● **Instruction**
Print, exactly and completely, every entry in the data.

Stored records
* * *

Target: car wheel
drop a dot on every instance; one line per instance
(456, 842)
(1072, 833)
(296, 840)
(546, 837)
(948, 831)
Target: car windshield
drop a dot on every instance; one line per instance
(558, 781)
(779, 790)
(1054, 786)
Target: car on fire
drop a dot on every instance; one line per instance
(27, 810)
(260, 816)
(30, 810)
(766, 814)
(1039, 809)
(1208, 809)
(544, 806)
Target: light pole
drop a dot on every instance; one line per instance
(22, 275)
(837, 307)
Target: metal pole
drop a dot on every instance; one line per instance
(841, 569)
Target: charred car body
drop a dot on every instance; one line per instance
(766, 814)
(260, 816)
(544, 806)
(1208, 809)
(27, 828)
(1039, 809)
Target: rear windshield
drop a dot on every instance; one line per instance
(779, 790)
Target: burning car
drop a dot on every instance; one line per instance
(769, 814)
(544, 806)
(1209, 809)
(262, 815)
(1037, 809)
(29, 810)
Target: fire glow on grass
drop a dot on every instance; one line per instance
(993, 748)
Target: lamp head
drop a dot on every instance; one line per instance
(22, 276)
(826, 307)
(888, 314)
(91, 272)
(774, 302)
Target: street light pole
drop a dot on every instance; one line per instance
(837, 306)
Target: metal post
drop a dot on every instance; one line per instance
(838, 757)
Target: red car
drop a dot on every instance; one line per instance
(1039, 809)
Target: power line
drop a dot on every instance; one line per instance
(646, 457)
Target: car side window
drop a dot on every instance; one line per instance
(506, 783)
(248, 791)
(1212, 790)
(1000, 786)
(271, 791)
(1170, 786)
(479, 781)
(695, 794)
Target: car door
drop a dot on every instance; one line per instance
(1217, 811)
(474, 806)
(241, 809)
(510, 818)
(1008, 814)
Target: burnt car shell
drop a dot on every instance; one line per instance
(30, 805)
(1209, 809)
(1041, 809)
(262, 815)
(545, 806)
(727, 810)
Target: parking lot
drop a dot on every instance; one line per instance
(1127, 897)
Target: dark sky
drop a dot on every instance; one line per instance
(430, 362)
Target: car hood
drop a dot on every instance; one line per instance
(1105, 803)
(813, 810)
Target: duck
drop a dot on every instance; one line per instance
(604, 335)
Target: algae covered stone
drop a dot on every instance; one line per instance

* * *

● **Solution for this task**
Target: car wheel
drop a dot on every instance; one line per instance
(456, 842)
(1072, 833)
(296, 840)
(546, 837)
(948, 831)
Target: car windshield
drop a dot on every instance; one line per instance
(558, 781)
(779, 790)
(1054, 786)
Target: car on fire
drop a dot on every instance; one line per instance
(27, 810)
(260, 816)
(30, 810)
(766, 814)
(1039, 809)
(1208, 809)
(544, 806)
Target: light pole
drop a dot on every instance; one line per instance
(22, 275)
(837, 307)
Target: metal pole
drop a dot on every instance; one line per instance
(841, 569)
Target: charred car body
drop a dot on every instance; one line per instance
(766, 814)
(260, 816)
(544, 806)
(1208, 809)
(27, 828)
(1039, 809)
Target: rear windshield
drop a dot on every instance; one line per instance
(779, 790)
Target: burning car
drop a dot on every instance; one line per instance
(769, 814)
(544, 806)
(1209, 809)
(262, 815)
(1037, 809)
(29, 810)
Target: fire glow on grass
drop a dot on every instance; one line per instance
(993, 748)
Target: lamp head
drop a dot on every instance; one line per instance
(22, 276)
(826, 307)
(888, 314)
(91, 272)
(774, 302)
Target: street light pole
drop a dot on every instance; one line per instance
(837, 306)
Target: metal post
drop a dot on every instance; one line per instance
(838, 757)
Target: red car
drop a dot on every instance; one line per instance
(1039, 809)
Target: power line
drop a dot on every instance; one line per instance
(646, 457)
Target: car side window
drop a dot on every instance; one line per instance
(506, 783)
(248, 791)
(1212, 790)
(1000, 786)
(271, 791)
(1170, 786)
(479, 781)
(695, 794)
Target: car door
drop a dot on every instance; one line per instance
(1217, 811)
(474, 806)
(241, 809)
(510, 818)
(1008, 814)
Target: burnt car shell
drop a dot on every instance; one line per instance
(30, 805)
(1209, 809)
(1041, 809)
(262, 815)
(545, 806)
(727, 810)
Target: parking lot
drop a dot on every instance; one line per instance
(1127, 897)
Target: dark sky
drop a dot on every instance; one line per instance
(430, 362)
Target: car hood
drop a dot on every instance; one line per instance
(1105, 803)
(813, 810)
Target: duck
drop a dot on every instance; one line per instance
(604, 335)
Target: algae covered stone
drop a dot on every instance; one line per instance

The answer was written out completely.